◆ DIRECTION 1 ◆
Return the passage on democracy and republic verbatim, from "On 5 Jan. you" to "be a republic.".

◆ SOURCE PASSAGE ◆
· · · ·

Thank you Mr. Kennedy. I appreciate you input even though it does leave me very confused.

On 5 Jan. you wrote that democracy and republic have nothing to do with one another. Democracy is a system of rule… Republic is a theory of sovereignty.

Using my 1986 copy of ‘The Oxford Reference Dictionary’, I notice that the definition of ‘theory’ is “a system of ideas”. Also, it defines ‘sovereignty’ as a supreme ruler or sovereign power. So, substituting I see that you seem to say that democracy is a system of rule and that republic is a ‘system’ of ‘rule’ also, however they have nothing to do with one another. Curious. And of course, you wonderful statement that ‘theoretically’, a dictatorship can be a republic.

On 24 Jan. you say that for the last 200 years writers have used democracy to mean ‘mob rule’. Well, let is say for the last 2,000 plus years since even Plato called it that. Democracy is when ‘50% plus 1’ of the people can do what ever they wish. Mob can be defined as ‘the common people’; therefore you might understand that democracy is ‘mob rule’. The biggest mob ‘gang’ rules!

And you finish off by giving us the ‘true meanings of the words’.

On 26 Jan. you now tell us that what the two words ‘really mean’ is not to be found in a dictionary. And yes, for over 2,000 years the words have meant good things and bad things. Until the last 100 years, democracy HAS referred to bad things. Look back at Plato, he admired a republic and did not trust a democracy, as did the makers of the U.S. constitution.

· · · ·

◆ RECORDS SHOWN ◆
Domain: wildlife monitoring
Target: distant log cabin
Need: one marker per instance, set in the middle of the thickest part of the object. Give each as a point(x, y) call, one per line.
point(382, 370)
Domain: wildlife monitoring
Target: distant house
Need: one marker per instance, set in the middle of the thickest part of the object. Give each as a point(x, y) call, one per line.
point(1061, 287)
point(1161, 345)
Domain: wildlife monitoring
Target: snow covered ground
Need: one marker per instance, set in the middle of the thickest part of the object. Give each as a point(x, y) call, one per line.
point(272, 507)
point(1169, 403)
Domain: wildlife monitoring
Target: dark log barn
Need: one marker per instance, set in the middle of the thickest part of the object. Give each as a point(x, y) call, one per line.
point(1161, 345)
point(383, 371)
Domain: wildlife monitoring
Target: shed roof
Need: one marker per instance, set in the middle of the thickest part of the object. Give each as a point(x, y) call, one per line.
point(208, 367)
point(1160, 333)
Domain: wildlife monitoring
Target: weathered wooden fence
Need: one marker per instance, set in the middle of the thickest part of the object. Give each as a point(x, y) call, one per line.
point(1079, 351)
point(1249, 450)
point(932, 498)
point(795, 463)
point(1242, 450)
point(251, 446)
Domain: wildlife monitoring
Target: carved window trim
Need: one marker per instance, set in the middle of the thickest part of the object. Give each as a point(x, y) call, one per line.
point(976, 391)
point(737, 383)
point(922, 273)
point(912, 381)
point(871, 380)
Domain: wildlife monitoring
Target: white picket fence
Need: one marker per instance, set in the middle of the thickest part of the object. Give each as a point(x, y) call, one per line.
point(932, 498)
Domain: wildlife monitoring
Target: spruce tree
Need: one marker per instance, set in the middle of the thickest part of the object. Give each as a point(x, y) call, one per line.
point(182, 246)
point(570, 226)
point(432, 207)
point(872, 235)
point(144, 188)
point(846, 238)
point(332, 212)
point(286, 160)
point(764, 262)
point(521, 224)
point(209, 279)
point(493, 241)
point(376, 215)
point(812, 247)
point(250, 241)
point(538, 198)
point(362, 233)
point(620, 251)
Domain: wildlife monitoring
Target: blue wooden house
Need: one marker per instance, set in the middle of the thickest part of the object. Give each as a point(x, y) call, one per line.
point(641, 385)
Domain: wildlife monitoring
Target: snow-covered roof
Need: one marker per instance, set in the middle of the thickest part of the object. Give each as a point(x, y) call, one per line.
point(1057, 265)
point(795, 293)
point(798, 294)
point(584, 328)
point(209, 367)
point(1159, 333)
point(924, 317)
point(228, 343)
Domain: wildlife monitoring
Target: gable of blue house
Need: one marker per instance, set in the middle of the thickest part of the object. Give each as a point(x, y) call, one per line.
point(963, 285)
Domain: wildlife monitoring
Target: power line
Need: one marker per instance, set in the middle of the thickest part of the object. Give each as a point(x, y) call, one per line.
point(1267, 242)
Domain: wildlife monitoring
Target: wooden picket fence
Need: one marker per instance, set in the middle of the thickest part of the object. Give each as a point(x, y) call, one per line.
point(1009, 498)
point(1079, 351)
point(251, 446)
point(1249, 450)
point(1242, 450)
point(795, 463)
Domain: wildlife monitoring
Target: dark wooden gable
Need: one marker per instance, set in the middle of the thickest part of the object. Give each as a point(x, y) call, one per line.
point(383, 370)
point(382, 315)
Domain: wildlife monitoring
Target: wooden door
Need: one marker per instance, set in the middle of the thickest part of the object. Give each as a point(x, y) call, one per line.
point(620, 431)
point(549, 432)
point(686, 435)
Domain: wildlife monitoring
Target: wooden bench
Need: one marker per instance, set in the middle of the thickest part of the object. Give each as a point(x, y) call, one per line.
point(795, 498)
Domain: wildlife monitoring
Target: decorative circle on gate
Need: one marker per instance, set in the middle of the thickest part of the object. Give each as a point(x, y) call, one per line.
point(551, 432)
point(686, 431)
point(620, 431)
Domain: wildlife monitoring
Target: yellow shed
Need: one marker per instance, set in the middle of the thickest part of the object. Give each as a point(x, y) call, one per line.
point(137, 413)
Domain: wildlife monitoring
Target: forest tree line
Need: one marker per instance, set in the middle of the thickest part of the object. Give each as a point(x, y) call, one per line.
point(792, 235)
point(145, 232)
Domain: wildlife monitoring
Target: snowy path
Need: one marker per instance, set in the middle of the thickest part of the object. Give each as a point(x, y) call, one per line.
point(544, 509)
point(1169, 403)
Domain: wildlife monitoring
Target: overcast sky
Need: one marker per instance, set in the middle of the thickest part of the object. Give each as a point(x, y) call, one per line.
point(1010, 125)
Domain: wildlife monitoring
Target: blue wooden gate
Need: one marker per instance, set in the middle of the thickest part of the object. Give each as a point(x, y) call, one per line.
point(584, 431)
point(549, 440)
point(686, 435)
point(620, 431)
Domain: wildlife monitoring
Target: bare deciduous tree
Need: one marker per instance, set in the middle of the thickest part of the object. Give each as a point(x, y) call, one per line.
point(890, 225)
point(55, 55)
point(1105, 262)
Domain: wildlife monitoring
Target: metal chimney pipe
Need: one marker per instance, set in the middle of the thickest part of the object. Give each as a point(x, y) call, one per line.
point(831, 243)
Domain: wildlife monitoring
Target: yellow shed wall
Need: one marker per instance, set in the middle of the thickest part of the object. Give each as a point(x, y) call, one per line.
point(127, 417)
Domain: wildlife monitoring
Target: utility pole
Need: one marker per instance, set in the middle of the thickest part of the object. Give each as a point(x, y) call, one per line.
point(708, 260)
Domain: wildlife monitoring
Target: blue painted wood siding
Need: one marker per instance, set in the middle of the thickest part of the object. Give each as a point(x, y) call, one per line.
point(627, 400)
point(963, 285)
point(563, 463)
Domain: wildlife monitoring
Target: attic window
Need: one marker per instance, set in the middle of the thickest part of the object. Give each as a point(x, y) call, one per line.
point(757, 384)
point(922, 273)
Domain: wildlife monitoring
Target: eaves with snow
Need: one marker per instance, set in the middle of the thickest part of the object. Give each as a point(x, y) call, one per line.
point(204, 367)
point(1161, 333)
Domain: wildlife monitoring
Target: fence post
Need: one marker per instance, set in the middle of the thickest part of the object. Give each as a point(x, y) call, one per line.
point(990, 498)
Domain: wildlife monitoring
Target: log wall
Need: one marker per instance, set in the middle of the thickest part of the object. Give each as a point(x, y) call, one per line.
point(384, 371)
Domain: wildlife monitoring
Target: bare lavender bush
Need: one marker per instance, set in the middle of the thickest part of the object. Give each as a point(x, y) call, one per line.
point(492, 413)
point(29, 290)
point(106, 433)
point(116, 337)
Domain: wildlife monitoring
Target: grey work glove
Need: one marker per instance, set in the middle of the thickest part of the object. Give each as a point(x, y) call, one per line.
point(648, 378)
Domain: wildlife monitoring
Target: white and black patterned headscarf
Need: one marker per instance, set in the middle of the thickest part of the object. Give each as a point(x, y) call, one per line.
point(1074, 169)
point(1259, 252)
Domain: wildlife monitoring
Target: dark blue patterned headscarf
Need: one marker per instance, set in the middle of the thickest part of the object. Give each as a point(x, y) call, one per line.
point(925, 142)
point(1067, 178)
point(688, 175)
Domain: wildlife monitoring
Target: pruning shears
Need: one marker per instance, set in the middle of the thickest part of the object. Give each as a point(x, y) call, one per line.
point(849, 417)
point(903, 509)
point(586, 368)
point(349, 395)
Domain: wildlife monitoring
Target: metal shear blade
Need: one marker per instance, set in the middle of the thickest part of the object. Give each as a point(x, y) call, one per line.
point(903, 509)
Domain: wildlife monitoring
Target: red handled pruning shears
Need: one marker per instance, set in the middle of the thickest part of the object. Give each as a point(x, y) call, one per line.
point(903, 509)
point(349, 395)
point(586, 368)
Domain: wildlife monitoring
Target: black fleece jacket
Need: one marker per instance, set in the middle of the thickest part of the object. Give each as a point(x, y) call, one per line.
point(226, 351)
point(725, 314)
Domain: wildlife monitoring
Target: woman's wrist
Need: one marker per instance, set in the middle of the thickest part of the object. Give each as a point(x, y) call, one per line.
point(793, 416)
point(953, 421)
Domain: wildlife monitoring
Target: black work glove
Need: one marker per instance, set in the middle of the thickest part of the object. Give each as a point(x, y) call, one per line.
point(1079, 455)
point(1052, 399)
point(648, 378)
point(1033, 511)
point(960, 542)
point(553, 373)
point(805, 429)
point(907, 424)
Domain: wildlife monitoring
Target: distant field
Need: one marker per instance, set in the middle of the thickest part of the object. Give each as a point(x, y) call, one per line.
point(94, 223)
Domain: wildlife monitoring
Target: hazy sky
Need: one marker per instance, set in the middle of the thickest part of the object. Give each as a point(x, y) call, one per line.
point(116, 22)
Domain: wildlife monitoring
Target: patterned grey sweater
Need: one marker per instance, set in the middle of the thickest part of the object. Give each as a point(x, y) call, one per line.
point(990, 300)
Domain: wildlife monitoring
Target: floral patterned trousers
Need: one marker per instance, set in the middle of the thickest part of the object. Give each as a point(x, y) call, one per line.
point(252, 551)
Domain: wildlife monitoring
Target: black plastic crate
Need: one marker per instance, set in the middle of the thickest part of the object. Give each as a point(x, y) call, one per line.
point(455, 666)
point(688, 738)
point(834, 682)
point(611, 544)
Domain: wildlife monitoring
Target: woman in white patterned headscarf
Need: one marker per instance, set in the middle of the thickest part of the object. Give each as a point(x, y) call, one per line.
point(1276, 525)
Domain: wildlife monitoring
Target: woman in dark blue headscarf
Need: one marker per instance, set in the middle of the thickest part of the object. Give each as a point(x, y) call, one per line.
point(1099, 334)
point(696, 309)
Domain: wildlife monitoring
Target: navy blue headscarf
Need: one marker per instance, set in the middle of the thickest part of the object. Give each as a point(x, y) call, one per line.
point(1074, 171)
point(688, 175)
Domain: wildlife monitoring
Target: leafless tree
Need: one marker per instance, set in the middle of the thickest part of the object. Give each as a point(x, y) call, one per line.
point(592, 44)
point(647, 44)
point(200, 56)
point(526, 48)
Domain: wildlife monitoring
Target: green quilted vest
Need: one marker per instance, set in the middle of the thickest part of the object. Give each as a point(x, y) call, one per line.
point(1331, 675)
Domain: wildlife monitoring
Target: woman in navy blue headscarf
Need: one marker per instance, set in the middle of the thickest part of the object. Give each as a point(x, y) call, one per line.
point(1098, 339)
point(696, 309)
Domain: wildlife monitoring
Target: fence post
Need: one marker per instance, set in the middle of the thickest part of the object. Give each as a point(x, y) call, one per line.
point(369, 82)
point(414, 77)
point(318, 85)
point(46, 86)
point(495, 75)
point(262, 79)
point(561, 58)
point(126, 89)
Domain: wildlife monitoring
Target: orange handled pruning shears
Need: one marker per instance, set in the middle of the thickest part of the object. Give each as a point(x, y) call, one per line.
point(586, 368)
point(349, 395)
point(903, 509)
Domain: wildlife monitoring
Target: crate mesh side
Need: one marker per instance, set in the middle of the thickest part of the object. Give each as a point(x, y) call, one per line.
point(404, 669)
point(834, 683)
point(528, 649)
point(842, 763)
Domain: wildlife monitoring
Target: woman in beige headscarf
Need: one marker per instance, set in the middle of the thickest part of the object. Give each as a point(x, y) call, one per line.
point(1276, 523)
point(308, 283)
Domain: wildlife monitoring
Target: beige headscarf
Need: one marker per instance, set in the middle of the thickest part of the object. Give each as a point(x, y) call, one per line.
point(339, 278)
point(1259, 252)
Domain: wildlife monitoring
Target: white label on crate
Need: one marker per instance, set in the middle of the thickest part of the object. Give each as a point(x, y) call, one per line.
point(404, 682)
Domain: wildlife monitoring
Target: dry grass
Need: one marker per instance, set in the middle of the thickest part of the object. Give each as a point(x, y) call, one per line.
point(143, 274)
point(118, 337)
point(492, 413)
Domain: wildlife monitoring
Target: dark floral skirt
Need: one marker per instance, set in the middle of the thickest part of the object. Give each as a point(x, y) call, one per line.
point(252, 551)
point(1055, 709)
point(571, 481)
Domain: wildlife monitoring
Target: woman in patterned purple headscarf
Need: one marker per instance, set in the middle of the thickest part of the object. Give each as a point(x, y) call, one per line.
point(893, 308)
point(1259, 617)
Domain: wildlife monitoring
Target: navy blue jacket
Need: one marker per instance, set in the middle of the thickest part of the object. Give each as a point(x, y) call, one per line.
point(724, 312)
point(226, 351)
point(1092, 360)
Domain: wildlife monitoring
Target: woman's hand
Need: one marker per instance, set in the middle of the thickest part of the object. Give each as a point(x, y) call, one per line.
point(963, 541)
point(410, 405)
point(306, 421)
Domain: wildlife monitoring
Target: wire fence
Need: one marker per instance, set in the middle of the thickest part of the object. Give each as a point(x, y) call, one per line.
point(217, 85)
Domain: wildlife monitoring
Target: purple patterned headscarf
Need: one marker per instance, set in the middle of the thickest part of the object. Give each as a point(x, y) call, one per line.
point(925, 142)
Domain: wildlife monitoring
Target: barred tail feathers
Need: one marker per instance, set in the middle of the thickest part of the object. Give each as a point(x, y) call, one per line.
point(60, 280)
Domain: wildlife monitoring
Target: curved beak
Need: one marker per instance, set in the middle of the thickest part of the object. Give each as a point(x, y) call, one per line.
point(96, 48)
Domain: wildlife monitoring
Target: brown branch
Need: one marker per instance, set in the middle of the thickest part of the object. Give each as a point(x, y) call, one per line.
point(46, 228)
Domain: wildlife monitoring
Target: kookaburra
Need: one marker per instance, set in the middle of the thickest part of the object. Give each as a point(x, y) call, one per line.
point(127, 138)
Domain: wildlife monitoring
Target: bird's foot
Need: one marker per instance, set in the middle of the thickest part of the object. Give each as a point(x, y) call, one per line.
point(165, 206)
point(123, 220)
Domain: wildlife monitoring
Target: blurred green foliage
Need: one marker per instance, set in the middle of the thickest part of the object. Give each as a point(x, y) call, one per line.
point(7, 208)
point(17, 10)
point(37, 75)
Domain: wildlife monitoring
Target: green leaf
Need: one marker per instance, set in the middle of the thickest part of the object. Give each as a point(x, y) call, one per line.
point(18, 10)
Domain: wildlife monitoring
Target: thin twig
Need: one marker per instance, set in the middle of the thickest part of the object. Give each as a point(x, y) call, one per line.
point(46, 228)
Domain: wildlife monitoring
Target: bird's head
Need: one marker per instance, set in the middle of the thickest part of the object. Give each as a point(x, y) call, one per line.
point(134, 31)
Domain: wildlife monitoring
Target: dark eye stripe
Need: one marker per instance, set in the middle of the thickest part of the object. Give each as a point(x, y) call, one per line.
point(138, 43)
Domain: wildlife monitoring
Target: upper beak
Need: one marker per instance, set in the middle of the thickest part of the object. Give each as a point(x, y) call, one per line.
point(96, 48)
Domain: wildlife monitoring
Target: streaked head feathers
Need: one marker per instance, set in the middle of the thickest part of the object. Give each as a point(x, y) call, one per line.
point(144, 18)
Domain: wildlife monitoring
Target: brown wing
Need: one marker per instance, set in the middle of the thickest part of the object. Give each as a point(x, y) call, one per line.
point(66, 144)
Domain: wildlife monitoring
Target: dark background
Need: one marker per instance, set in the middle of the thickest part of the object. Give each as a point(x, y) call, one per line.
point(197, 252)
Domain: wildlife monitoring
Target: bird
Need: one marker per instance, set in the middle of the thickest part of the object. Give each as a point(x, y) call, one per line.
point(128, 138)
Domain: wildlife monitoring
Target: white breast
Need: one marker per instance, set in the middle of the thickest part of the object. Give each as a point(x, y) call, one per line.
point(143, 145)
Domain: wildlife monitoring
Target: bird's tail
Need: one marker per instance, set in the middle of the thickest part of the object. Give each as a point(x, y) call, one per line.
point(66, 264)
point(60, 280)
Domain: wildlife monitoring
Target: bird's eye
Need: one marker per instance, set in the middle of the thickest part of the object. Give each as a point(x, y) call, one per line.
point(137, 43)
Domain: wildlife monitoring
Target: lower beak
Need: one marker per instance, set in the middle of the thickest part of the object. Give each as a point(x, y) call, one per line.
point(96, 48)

· · · ·

◆ DIRECTION 2 ◆
In the listing, rewrite the lines from its start through the line with "point(382, 370)", changing "log cabin" to "timber cabin" and leaving everything else as it is.

◆ TASK RESULT 1 ◆
On 5 Jan. you wrote that democracy and republic have nothing to do with one another. Democracy is a system of rule… Republic is a theory of sovereignty.

Using my 1986 copy of ‘The Oxford Reference Dictionary’, I notice that the definition of ‘theory’ is “a system of ideas”. Also, it defines ‘sovereignty’ as a supreme ruler or sovereign power. So, substituting I see that you seem to say that democracy is a system of rule and that republic is a ‘system’ of ‘rule’ also, however they have nothing to do with one another. Curious. And of course, you wonderful statement that ‘theoretically’, a dictatorship can be a republic.

◆ TASK RESULT 2 ◆
Domain: wildlife monitoring
Target: distant timber cabin
Need: one marker per instance, set in the middle of the thickest part of the object. Give each as a point(x, y) call, one per line.
point(382, 370)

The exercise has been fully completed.